Reproduce all the records below, substituting "Place a point on every instance" for "Mark each instance with a point" everywhere it occurs and leaving everything else unchanged. Leave the pictures out.

╭─ Data in this exercise

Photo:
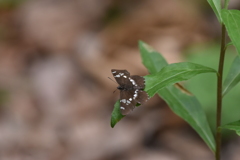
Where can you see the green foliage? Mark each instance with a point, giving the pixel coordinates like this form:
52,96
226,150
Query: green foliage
231,19
204,87
181,103
116,114
233,76
233,126
163,76
173,73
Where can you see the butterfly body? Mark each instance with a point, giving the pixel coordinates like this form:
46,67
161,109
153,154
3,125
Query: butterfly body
131,90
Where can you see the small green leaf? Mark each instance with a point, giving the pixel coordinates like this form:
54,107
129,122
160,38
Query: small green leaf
233,77
216,6
153,62
233,126
231,19
116,114
173,73
184,105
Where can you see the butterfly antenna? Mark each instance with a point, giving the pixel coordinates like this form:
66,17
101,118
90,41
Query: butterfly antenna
114,82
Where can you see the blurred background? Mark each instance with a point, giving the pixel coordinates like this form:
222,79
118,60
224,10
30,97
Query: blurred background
55,97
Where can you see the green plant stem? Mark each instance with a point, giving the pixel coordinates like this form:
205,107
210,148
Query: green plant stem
219,94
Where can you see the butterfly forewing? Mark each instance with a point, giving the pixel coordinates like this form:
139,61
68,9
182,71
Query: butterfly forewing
121,76
131,90
139,81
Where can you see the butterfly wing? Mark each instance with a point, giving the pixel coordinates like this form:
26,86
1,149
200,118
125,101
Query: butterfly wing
121,76
142,96
139,81
126,101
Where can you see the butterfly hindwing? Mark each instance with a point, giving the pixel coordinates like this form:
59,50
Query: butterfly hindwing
131,90
142,97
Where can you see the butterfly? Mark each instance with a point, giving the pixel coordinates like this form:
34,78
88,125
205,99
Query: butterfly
131,90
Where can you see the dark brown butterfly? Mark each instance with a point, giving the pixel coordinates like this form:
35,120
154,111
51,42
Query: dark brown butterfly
131,90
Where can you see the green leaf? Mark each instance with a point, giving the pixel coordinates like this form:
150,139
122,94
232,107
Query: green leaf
233,76
231,19
173,73
233,126
155,61
116,114
216,6
184,105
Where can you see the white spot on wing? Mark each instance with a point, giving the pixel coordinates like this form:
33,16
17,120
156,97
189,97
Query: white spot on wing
123,100
135,94
133,82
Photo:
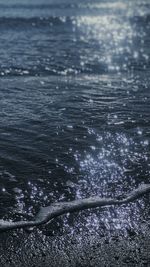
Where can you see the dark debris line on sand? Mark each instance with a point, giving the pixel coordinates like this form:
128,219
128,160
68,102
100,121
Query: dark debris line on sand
50,212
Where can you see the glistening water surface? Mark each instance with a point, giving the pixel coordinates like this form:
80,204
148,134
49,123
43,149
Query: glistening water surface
74,109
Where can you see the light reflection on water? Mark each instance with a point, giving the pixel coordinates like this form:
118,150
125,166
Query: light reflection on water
79,126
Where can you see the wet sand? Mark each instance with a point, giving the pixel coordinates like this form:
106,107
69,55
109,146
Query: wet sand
36,250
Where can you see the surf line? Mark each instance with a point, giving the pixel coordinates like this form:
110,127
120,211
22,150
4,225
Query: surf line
48,213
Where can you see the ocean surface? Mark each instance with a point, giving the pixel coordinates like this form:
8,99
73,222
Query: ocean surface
75,110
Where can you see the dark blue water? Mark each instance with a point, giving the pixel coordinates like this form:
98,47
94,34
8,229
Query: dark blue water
74,108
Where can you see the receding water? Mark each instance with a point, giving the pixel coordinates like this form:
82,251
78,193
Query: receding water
74,109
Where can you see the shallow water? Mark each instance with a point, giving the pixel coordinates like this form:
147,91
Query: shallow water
75,109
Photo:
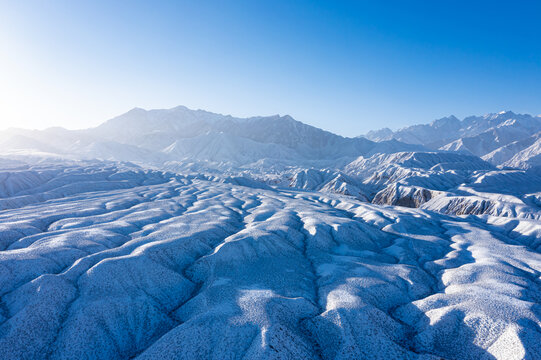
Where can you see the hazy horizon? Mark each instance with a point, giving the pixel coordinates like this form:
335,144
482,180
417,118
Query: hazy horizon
346,67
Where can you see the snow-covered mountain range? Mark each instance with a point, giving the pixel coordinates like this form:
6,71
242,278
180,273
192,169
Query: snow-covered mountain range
182,234
505,138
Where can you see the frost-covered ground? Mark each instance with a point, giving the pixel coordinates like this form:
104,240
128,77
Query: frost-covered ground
103,261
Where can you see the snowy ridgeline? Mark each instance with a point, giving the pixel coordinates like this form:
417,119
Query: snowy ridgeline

╰─

Exercise output
Photo:
Where can you see the green foliage? Place a point on every instance, giving the pixel coordinates like this form:
52,96
226,150
Query: green foliage
231,19
204,87
181,103
116,114
233,76
233,126
163,76
173,73
Where can you see the butterfly body? Place a point on every instance, giving the pixel coordinates like this form:
46,67
161,109
153,154
3,125
Query: butterfly body
131,90
Where can you see the small green leaf? Place a point on every instance, giving the pixel coordinates like this form:
54,107
129,122
160,38
Query: small green leaf
233,77
216,6
153,62
233,126
231,19
116,114
173,73
184,105
Where can you see the butterfly antenna? Place a point on every instance, giving the pixel coordinates like this form:
66,17
101,118
90,41
Query: butterfly antenna
114,82
Where can you see the blurred background? Place a point on every instance, giving the pixel coordinates like this form:
222,79
118,60
224,10
30,97
Query: blurred background
55,97
Where can you see the green plant stem? Place a point on every instance, giving the pixel coordinates like this form:
205,107
210,148
Query: green plant stem
219,94
Where can you see the butterfly forewing? Place a point on every instance, giving the pixel coordinates like this form:
139,61
68,9
182,71
Query: butterfly forewing
121,76
131,90
139,81
Where can you see the butterfly wing? Place a point on every instance, giving the pixel coordinates like this form:
26,86
1,149
200,118
125,101
Query: butterfly wing
121,76
142,96
139,81
126,101
Where can you see the butterfly hindwing? Place a point on every instance, giving the pixel coordinates like this form:
59,50
Query: butterfly hindwing
131,90
142,97
Where can you see the butterfly? Place a point on every instance, giving the pixel coordinates like this form:
34,78
88,125
205,99
Query: butterfly
131,90
Where can you see the dark brown butterfly? Place a point on every instance, giving the pixel coordinates like this form:
35,120
154,111
51,42
Query: dark brown butterfly
131,90
Where can you see the green leaf? Place a point on every instance, giving the pixel coordinates like this form:
150,139
122,94
232,107
Query: green leaf
233,76
231,19
173,73
233,126
155,61
116,114
216,6
184,105
Where can you see the white spot on wing? Place a point on every instance, giving the pixel coordinates like this form:
33,16
17,120
156,97
189,97
Query: white spot on wing
123,100
135,94
133,82
Photo:
Where can you see the dark debris line on sand? Place a point on every instance, giving the pixel coordinates like this form:
128,219
128,160
68,102
100,121
Query: dark debris line on sand
50,212
Where can you see the glistening water surface? Place a point on every instance, giving the pixel coordinates like this form:
80,204
148,134
49,123
43,149
Query: glistening water surface
74,109
Where can you see the light reflection on water? Place a point on every instance, giving the pixel coordinates like this form:
118,150
125,166
Query: light reflection on water
79,126
Where can you see the wet sand? Place a point on every instance, giving the pixel coordinates like this form:
106,107
69,55
109,146
Query: wet sand
36,250
Where can you see the surf line? Place a point on every instance, giving the pixel coordinates like this form:
110,127
120,211
22,150
4,225
Query: surf line
48,213
Where can you see the ocean surface? Place a point on every instance, giving the pixel coordinates like this form:
8,99
73,222
Query: ocean surface
75,110
Where can you see the dark blue water? Place a point on every instance, giving the pixel coordinates like this form:
98,47
94,34
8,229
Query: dark blue water
74,108
Where can you see the receding water? Place a point on every instance, giving the pixel coordinates like this form:
82,251
78,193
Query: receding water
74,109
Where can you see the shallow water? Place a point on every instance, giving the pixel coordinates like this form:
147,91
Query: shallow water
75,109
Photo:
Where can you see the hazy horizon? Place a point on every instance, giving the pixel coordinates like this form:
335,144
482,180
417,118
Query: hazy horizon
346,67
Where can you see the snow-covered mountain range? Place a point on every instance, giving the pixel coordinates like this form:
6,71
242,278
180,273
192,169
Query: snow-covered mountain range
182,234
505,138
Where can you see the frost-covered ground? Place a point on every instance, giving the pixel coordinates like this form:
104,240
128,77
Query: frost-covered ground
103,261
Where can you see the snowy ridgeline? Place a point on every instance, giving the pixel coordinates like this form:
417,119
Query: snowy ridgeline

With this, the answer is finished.